What you will do:
Render all of the data below as a Markdown table with the columns Row and Line, giving each non-blank line its own numbered row and leaving out the pictures.

Records to process:
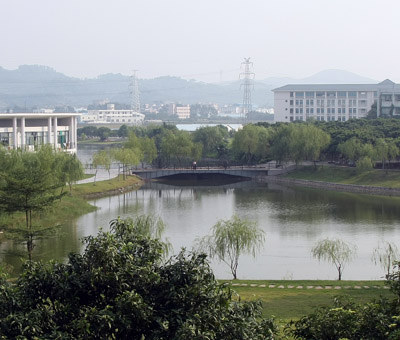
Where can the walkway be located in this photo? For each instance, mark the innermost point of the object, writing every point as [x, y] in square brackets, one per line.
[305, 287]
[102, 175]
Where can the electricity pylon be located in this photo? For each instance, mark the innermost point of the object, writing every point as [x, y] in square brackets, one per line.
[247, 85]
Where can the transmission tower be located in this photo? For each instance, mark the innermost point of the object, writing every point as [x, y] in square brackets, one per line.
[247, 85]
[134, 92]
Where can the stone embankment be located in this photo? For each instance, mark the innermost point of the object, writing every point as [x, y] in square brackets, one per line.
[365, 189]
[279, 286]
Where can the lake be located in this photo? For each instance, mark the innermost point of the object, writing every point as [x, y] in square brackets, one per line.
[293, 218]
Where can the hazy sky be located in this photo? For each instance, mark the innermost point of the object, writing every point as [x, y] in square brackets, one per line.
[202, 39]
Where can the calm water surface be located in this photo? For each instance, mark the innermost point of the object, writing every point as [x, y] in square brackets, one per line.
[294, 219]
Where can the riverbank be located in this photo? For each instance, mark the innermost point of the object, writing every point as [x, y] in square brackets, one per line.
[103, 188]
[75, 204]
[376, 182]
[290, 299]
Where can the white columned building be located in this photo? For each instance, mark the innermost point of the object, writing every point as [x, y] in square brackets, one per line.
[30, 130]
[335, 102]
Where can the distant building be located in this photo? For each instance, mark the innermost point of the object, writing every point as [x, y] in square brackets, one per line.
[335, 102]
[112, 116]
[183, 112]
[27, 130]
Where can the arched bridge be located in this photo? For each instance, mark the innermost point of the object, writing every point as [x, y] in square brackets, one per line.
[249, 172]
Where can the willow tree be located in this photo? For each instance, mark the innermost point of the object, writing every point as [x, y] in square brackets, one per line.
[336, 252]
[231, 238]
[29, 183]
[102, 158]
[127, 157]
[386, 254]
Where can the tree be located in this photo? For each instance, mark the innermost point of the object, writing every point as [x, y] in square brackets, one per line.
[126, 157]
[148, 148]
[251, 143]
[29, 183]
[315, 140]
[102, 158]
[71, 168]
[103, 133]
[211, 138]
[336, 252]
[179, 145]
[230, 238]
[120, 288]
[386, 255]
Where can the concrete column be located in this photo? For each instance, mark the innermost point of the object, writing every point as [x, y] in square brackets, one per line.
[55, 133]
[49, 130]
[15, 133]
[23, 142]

Reply:
| Row | Line |
|---|---|
| 1 | Where can the walkway be located in this photo? For each instance, mark the innermost point of the object, writing every point as [x, y] in square brackets, one per line. |
| 2 | [305, 287] |
| 3 | [102, 175] |
| 4 | Where can the electricity pylon be located in this photo? For each instance, mark the innermost point of the object, writing every point as [x, y] in square brackets, one per line. |
| 5 | [247, 85] |
| 6 | Where can the transmission tower be located in this photo? For each instance, mark the innermost point of the object, writing every point as [x, y] in square brackets, one per line. |
| 7 | [247, 85] |
| 8 | [134, 92] |
| 9 | Where can the stone embankment be located in this photo? For each instance, mark the innermost point of the object, writing every point as [x, y] in square brackets, one per line. |
| 10 | [365, 189] |
| 11 | [279, 286] |
| 12 | Where can the lake be located in this photo? For each instance, mark the innermost point of the object, writing every point as [x, y] in square brackets, one per line. |
| 13 | [293, 218] |
| 14 | Where can the hazy sky be located in this photo? For each instance, mark the innermost point of the object, writing every point as [x, y] in square brackets, one per line. |
| 15 | [202, 39] |
| 16 | Where can the calm water surface be located in this photo? For each instance, mark the innermost point of the object, writing every point as [x, y] in square brackets, one per line. |
| 17 | [294, 219] |
| 18 | Where can the riverbank be located in this photo? For each instance, mark the innermost point of the object, writing every point as [x, y] in square brackets, one per line. |
| 19 | [103, 188] |
| 20 | [75, 204] |
| 21 | [376, 182] |
| 22 | [290, 299] |
| 23 | Where can the white columned building be located in this photo? For each instance, mark the innermost point of the object, writing every point as [x, y] in square brackets, one per line. |
| 24 | [30, 130] |
| 25 | [335, 102] |
| 26 | Where can the distant building be located in this photo? For each instance, mark the innermost point of the object, writing every point as [x, y] in square brackets, one per line. |
| 27 | [335, 102] |
| 28 | [112, 116] |
| 29 | [183, 112] |
| 30 | [27, 130] |
| 31 | Where can the arched bridge be located in this photo? For each instance, mark the innermost point of the object, writing every point as [x, y] in square brackets, one per line. |
| 32 | [249, 172] |
| 33 | Where can the willow tree be located in this photo? For each instance, mark the innermost point of the object, writing every point as [x, y] in square brackets, one per line. |
| 34 | [336, 252] |
| 35 | [231, 238] |
| 36 | [29, 183] |
| 37 | [102, 158] |
| 38 | [127, 157] |
| 39 | [386, 254] |
| 40 | Where can the tree be located in this photo? For each instance, mark the innermost point of the object, writing every point as [x, y] in square brackets, one per line. |
| 41 | [126, 157] |
| 42 | [148, 148] |
| 43 | [251, 143] |
| 44 | [29, 183] |
| 45 | [315, 140] |
| 46 | [102, 158] |
| 47 | [71, 168] |
| 48 | [103, 133] |
| 49 | [211, 138] |
| 50 | [336, 252] |
| 51 | [179, 145] |
| 52 | [230, 238] |
| 53 | [120, 288] |
| 54 | [386, 255] |
| 55 | Where can the concrete column be located in this photo? For each instance, mark the innermost point of the object, writing every point as [x, y] in square brackets, one per line. |
| 56 | [55, 133] |
| 57 | [49, 130] |
| 58 | [15, 133] |
| 59 | [23, 142] |